Document passage.
[Start of Attachment]

Country assessments A-Z
Key findings in 2016
|Percentage of respondents that agree or strongly agree with the following statements||Moldova||Transition region average||Germany||Italy|
|Economic situation better than 4 years ago||8||24||33||7|
|Political situation better than 4 years ago||4||28||17||9|
|Household lives better than 4 years ago||22||29||28||10|
|There is less corruption than 4 years ago||10||23||16||10|
|Satisfied with personal financial situation||17||31||55||33|
Satisfaction with the situation at the country level and with personal circumstances
Only 8 and 4 per cent of respondents, respectively, believe that the economic and political situation in Moldova was better in 2016 than four years prior to the survey. These figures are some of the lowest in the transition region, below the corresponding averages for eastern Europe and the Caucasus (EEC) and the overall averages for the transition countries. Moreover, only 10 per cent of those surveyed think that there was less corruption in 2016 than four years before the survey, a figure in line with Italy but lower than the numbers reported for EEC, the transition region and Germany (at 16, 23 and 16 per cent, respectively).
Only one in five respondents believe that their households lived better in 2016 than they did in the four years before the survey. In addition, a mere 17 per cent of respondents report that they are satisfied with their current personal financial situation, a number significantly below the transition region average of 31 per cent but on a par with the regional average of 17 per cent for EEC.
Life satisfaction in Moldova is the second lowest in the transition region. It has dropped by 6 percentage points since the last survey round, from 30 per cent in 2010 to 24 per cent in 2016, and it is now 19 percentage points below the transition region average. The decline in life satisfaction was especially pronounced among respondents aged 18 to 39. Data also show that there is a positive correlation between reported life satisfaction and one’s income bracket: 47 per cent of those in the upper income group report being satisfied with their life as opposed to only 18 per cent of the poorest respondents.
Optimism in a better future for the younger generation has dropped by 8 percentage points since 2010 and remains below the average for the transition region (50 per cent) at 34 per cent.
Attitudes towards democracy and the market economy
Support for democracy has weakened since the last survey, from 53 per cent in 2010 to 43 per cent in 2016. About 30 per cent of respondents express indifference as to the type of political system that should prevail in Moldova, while one in three respondents would favour, under some circumstances, authoritarianism. In addition, 45 per cent of those surveyed support a market economy and another 29 per cent do not have a clear preference for the type of economic system that should prevail in the country. Lastly, when asked a hypothetical question about whether they would rather live in a country with full political liberties but weak economic growth (country B) or in one with limited freedoms and stronger growth (country A), over 90 per cent of Moldovans reported that they would prefer country A.

[End of Attachment]

Work order A. In the Moldova survey findings, what share of respondents supported democracy in 2016?
Work order B. Extend the Moldova survey findings past their final sentence.
The lines that follow come from a different source than the Moldova survey findings.

Data excerpt.
[Start of Attachment]

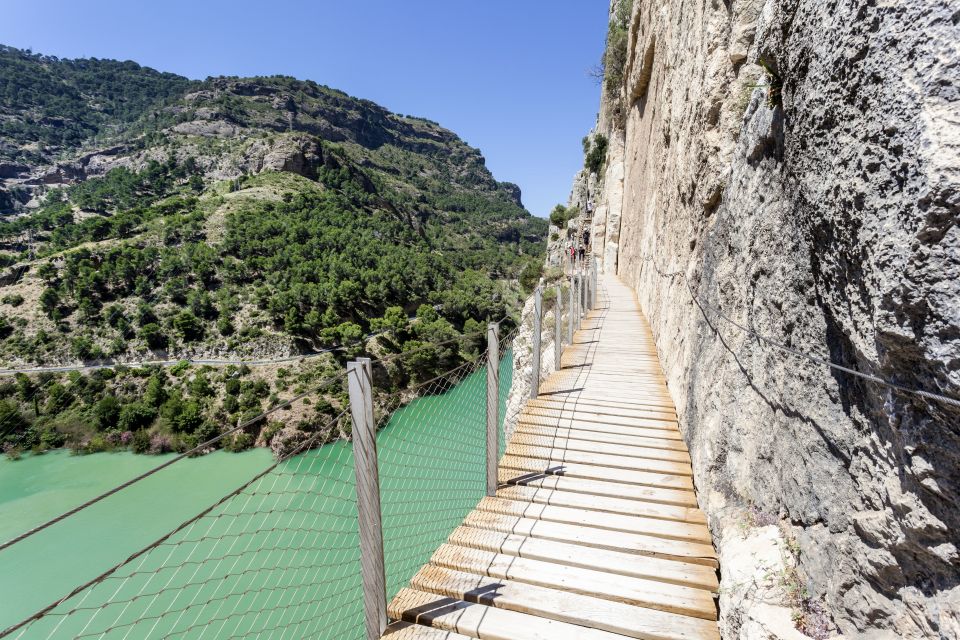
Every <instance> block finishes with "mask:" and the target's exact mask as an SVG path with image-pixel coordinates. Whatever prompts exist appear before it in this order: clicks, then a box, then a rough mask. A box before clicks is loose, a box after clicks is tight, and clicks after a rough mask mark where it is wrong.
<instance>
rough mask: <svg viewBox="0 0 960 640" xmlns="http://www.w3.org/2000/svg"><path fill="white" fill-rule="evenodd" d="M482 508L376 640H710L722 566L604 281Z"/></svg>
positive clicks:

[End of Attachment]

Written reply A. 43 percent.

Written reply B.
When asked which democratic institutions exist in Moldova, only 29 per cent of respondents indicated that gender equality is in place in the country, followed by freedom of speech, peace and stability, a strong political opposition and free elections, at 16, 15, 12 and 11 per cent, respectively. These are among the lowest figures reported in the entire transition region.
Priorities for government spending
Government spending on health care should be the first funding priority according to 44 per cent of Moldovan respondents, the sixth highest value in the transition region. In addition, 25 per cent of the population believe that the government should prioritise additional investments in education, while 12 per cent of those surveyed see extra expenditure on pensions as the top priority. Additional results show that around 70 and 67 per cent of those surveyed would be willing to pay more taxes to improve the quality of the public health system and public education, respectively.
Sources of information
The main daily sources of information for Moldovans are television and radio, used each day by 59 per cent of the population, and discussions with family, friends or colleagues, mentioned by 51 per cent of respondents. Internet and social media usage has doubled since the last survey, from 20 per cent in 2010 to 40 per cent in 2016, and is now above the transition region average and in line with the corresponding values for the Western comparators. Newspapers and magazines are read on a daily basis by approximately 7 per cent of the interviewed respondents, below the corresponding figures for the transition region, Germany and Italy, but above the EEC average.
Moldova reports one of the lowest levels of positive health self-assessments in the transition region, with only 43 per cent of respondents considering their health to be “good” or “very good”. Self-assessed health is negatively correlated with age and positively with one’s income. Additional analysis of the LiTS III data shows that, compared to 2010, there has been an increase of 7 points in the percentage of Moldovans who believe themselves to be in good health.
Quality of public services
The majority of Moldovans are satisfied with the quality of public services in their country, with the only exceptions being local roads, which cause dissatisfaction to 81 per cent of those surveyed. The remaining figures range from an 84 per cent satisfaction rate for the quality of telephone lines to a 68 per cent satisfaction rate for the quality of heating services.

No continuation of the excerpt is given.